Stored data entries:
######

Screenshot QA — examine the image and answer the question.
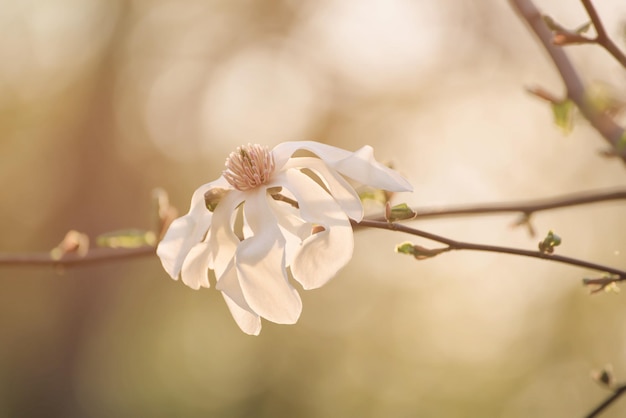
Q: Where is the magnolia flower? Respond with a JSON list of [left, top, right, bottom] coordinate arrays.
[[157, 141, 412, 335]]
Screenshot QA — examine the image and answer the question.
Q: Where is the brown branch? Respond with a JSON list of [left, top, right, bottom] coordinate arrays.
[[2, 188, 626, 267], [509, 0, 626, 165], [583, 276, 621, 294], [354, 219, 626, 277], [552, 32, 595, 47], [547, 5, 626, 69], [0, 246, 155, 267], [370, 188, 626, 221], [585, 383, 626, 418], [581, 0, 626, 68]]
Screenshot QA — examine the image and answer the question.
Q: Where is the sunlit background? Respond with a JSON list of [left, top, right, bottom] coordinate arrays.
[[1, 0, 626, 416]]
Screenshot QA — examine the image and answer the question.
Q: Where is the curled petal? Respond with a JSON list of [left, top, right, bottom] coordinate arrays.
[[235, 189, 302, 324], [180, 240, 212, 289], [157, 179, 226, 279], [273, 141, 354, 169], [272, 141, 413, 192], [265, 195, 310, 266], [280, 169, 354, 289], [222, 293, 262, 335], [217, 261, 262, 335], [332, 145, 413, 192], [209, 189, 245, 278], [282, 157, 363, 221]]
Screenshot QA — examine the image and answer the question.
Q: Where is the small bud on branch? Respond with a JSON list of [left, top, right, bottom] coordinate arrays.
[[538, 230, 561, 254]]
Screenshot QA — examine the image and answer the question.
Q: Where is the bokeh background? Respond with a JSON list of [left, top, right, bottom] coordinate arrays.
[[1, 0, 626, 416]]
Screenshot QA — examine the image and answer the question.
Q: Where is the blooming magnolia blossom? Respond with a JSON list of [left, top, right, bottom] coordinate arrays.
[[157, 141, 412, 335]]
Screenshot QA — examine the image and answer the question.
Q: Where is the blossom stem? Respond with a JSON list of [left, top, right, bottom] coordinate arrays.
[[354, 219, 626, 278]]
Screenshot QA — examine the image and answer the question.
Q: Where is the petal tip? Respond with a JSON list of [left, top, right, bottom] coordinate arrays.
[[156, 244, 181, 280]]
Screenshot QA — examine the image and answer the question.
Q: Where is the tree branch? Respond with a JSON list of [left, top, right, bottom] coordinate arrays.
[[375, 188, 626, 221], [509, 0, 626, 165], [585, 383, 626, 418], [354, 219, 626, 278], [0, 246, 155, 267], [581, 0, 626, 68], [2, 188, 626, 268]]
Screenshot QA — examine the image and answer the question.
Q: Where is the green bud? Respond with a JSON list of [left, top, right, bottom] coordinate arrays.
[[395, 242, 448, 260], [205, 188, 228, 212], [395, 242, 416, 255], [550, 99, 575, 134], [386, 203, 417, 222], [359, 188, 387, 205], [97, 229, 156, 248], [538, 230, 561, 254]]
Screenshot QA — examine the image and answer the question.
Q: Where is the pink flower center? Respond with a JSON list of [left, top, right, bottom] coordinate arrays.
[[223, 144, 275, 191]]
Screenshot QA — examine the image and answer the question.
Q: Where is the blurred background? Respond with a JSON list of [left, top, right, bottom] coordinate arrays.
[[1, 0, 626, 416]]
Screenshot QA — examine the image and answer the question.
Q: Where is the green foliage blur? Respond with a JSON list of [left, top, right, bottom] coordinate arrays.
[[1, 0, 626, 417]]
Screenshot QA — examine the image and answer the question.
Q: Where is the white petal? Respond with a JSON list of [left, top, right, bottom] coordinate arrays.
[[217, 261, 262, 335], [180, 241, 211, 289], [282, 156, 363, 221], [272, 141, 413, 192], [235, 189, 302, 324], [222, 293, 262, 335], [279, 169, 354, 289], [208, 189, 245, 278], [332, 145, 413, 192], [156, 179, 226, 279], [266, 195, 310, 266], [242, 216, 253, 240], [273, 141, 355, 169]]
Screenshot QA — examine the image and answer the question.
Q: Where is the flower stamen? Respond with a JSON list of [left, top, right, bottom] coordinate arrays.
[[223, 144, 275, 191]]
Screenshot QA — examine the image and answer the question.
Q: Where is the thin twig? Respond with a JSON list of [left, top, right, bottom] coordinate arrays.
[[2, 188, 626, 267], [552, 32, 595, 47], [585, 384, 626, 418], [583, 276, 621, 294], [581, 0, 626, 68], [354, 219, 626, 278], [509, 0, 626, 164], [373, 188, 626, 221], [0, 246, 155, 267]]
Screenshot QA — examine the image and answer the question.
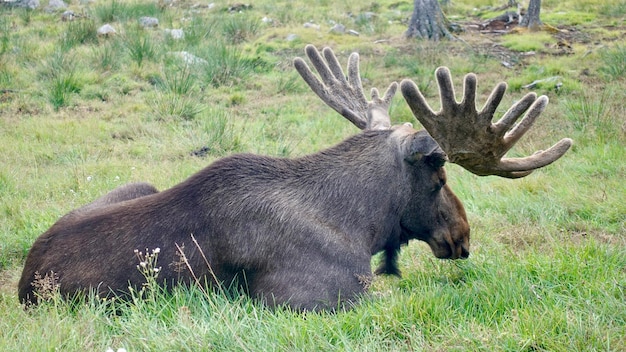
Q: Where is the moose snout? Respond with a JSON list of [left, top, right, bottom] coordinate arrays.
[[457, 242, 470, 259], [427, 230, 470, 260], [440, 242, 470, 260]]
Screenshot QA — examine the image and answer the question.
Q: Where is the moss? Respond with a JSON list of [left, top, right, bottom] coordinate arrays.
[[543, 11, 597, 26], [501, 32, 557, 52]]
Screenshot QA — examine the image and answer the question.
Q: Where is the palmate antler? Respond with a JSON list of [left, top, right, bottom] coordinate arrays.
[[294, 44, 572, 178], [293, 45, 397, 131], [400, 69, 573, 178]]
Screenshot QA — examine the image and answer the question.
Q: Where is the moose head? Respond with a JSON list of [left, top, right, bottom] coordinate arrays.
[[294, 44, 572, 266], [18, 45, 572, 311]]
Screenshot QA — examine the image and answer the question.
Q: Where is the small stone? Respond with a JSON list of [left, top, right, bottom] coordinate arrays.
[[139, 17, 159, 28], [170, 51, 208, 65], [45, 0, 66, 12], [97, 24, 117, 36], [303, 22, 320, 30], [165, 29, 184, 39], [61, 10, 75, 21], [330, 23, 346, 34]]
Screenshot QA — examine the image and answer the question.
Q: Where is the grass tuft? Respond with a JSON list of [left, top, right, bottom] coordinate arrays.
[[221, 14, 261, 44], [60, 20, 98, 50], [199, 42, 257, 87], [598, 45, 626, 79], [123, 30, 158, 68]]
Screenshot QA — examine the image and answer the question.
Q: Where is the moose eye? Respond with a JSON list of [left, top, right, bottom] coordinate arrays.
[[431, 169, 446, 193], [432, 179, 445, 193]]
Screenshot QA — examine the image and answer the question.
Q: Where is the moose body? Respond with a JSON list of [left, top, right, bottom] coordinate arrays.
[[18, 128, 469, 310], [18, 45, 571, 311]]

######

> Work instructions
Repeat the records verbatim, excluding pictures.

> Response area
Screenshot QA — examine the image and answer the question.
Q: Where is the magnolia flower? Respond with a JSON list of [left, top, right, bottom] coordinate arrays.
[[157, 141, 412, 335]]
Screenshot QA — examine the image and answer the question.
Q: Where is the brown branch? Respond with a JSON list of [left, top, right, bottom] coordinate arrays.
[[2, 188, 626, 267], [509, 0, 626, 165], [583, 276, 621, 294], [354, 219, 626, 277], [552, 32, 595, 47], [547, 5, 626, 69], [0, 246, 155, 267], [370, 188, 626, 221], [585, 383, 626, 418], [581, 0, 626, 68]]
Screenshot QA — examine the image and answer the question.
Q: Where is the sunlit background? Respond with a JSON list of [left, top, right, bottom] coordinate arrays.
[[1, 0, 626, 416]]
Screenshot QA — examine the image and answer the question.
Q: Where is the curled petal? Respond with a JSON list of [left, top, right, bottom] coordinate arrays.
[[235, 189, 302, 324], [180, 240, 212, 289], [157, 179, 226, 279], [273, 141, 354, 169], [272, 141, 413, 192], [265, 195, 310, 266], [280, 169, 354, 289], [222, 293, 262, 335], [217, 261, 262, 335], [332, 145, 413, 192], [209, 189, 245, 278], [282, 157, 363, 221]]
Screenshot QA — examine the image and answer the question.
Q: Where is the small bud on branch? Respond with a JSON list of [left, top, right, bottom] coordinate arrays.
[[538, 230, 561, 254]]
Screenshot QA — examine the image and answer the question.
Q: Where is the bokeh background? Respond with a JSON list of [left, top, right, bottom] coordinate arrays.
[[1, 0, 626, 416]]
Screenshot QA — examine the image and answer the question.
Q: Where is the blooming magnolia blossom? Respond with a JSON list of [left, top, right, bottom] coordinate arrays.
[[157, 141, 412, 335]]
Screenshot QA — examine the image and answer the question.
Q: Where is the blossom stem? Respond with a JSON list of [left, top, right, bottom] coordinate arrays.
[[354, 219, 626, 278]]
Screenshot QA — examine the image and answer the question.
Q: Where is the petal tip? Respond with a JSON list of [left, top, right, bottom] coordinate arrays.
[[156, 244, 181, 280]]
Screenshot QA — examine the image and answer the question.
Q: Where is the tree branch? Respond with a JSON list of [left, top, right, bottom] coordinate arrays.
[[375, 188, 626, 221], [509, 0, 626, 165], [585, 383, 626, 418], [354, 219, 626, 278], [0, 246, 155, 267], [581, 0, 626, 68], [2, 188, 626, 268]]
Screenshot QA — examine the image and answer the question.
Q: Where is the green bud? Respond with a JSON list of [left, top, right, bottom] coordinate arrays.
[[395, 242, 448, 260], [205, 188, 228, 212], [395, 242, 416, 255], [550, 99, 575, 134], [386, 203, 417, 222], [359, 188, 387, 205], [97, 229, 156, 248], [538, 230, 561, 254]]
Screenshot QA — examine the image and answer the question.
Q: Where is the pink flower center? Respond with a JSON list of [left, top, right, bottom] coordinate arrays.
[[223, 144, 275, 191]]
Screenshot QA — examine the image and answer the question.
Q: Where is the blurred background? Respond with a JSON list of [left, top, right, bottom] coordinate arrays.
[[1, 0, 626, 416]]
Screenshot QA — examine the image and answer the question.
Q: Where is the green foliage blur? Respond with a JSON list of [left, top, right, bottom] coordinate arrays.
[[1, 0, 626, 417]]
Screenshot QA — examine the image and answer the question.
Q: Where is the white petal? Respond with a JSON list of [left, top, right, bottom] coordinate arrays.
[[217, 261, 262, 335], [180, 241, 211, 289], [282, 156, 363, 221], [272, 141, 413, 192], [235, 189, 302, 324], [222, 293, 262, 335], [279, 169, 354, 289], [208, 189, 245, 278], [332, 145, 413, 192], [156, 179, 226, 279], [266, 195, 310, 266], [242, 216, 253, 240], [273, 141, 355, 169]]
Screenshot QA — examine the image and answer the question.
Q: Where is the flower stamen? Respond with a JSON list of [left, top, right, bottom] coordinate arrays.
[[223, 144, 275, 191]]
Screenshot QA — examine the image and answer the question.
Q: Where is the thin twig? Respond with a JSON list of [left, top, right, bottom] coordinate arrays.
[[2, 188, 626, 267], [552, 32, 595, 47], [585, 384, 626, 418], [583, 276, 621, 294], [581, 0, 626, 68], [354, 219, 626, 278], [509, 0, 626, 164], [373, 188, 626, 221], [0, 246, 155, 267]]
Screenshot QA — examine the image and answer the question.
Q: Where is the moose snout? Respond with a JSON list of [left, top, right, bottom] coordinate arrays.
[[457, 242, 470, 259], [427, 230, 470, 260], [440, 242, 470, 260]]
Screenshot QA — examine the image and answer the question.
Q: Where is the moss? Respond with a JSON list of [left, top, right, bottom] coordinate arrays.
[[543, 11, 597, 26], [501, 32, 557, 52]]
Screenshot QA — examine the image and answer the question.
Q: Where is the palmate antler? Respond with a JSON list of [left, top, right, bottom] coordinate arrays.
[[294, 44, 572, 178], [293, 45, 397, 131], [400, 69, 573, 178]]
Screenshot QA — examine the image and answer the question.
Q: Where is the moose head? Respond with a JSON list of [left, top, right, bottom] coordinate arrays.
[[294, 44, 572, 266], [18, 45, 572, 311]]
Screenshot QA — examine the image and answer the question.
Q: Where is the small stone? Respond with a JSON list of [left, top, right, bottom] coordinate arrays.
[[139, 17, 159, 28], [170, 51, 208, 65], [45, 0, 66, 12], [97, 24, 117, 36], [303, 22, 320, 30], [165, 29, 184, 39], [61, 10, 75, 21], [330, 23, 346, 34]]
Screenshot QA — examine the image and answer the question.
Q: Where is the grass tuft? Respond with a JSON list of [left, top, right, bottom] coordinate arrays.
[[221, 14, 261, 44], [60, 20, 98, 50], [199, 42, 257, 87], [598, 45, 626, 79], [123, 30, 158, 68]]
Screenshot QA — examine the image and answer the question.
Q: Where is the moose eye? Respond with a JSON list of [left, top, right, bottom] coordinate arrays.
[[431, 169, 446, 193], [432, 179, 445, 193]]
Screenshot QA — examine the image and answer the question.
Q: Where is the moose body? Respond with a JSON list of [left, top, right, bottom] coordinate arrays.
[[18, 128, 469, 310], [18, 45, 571, 311]]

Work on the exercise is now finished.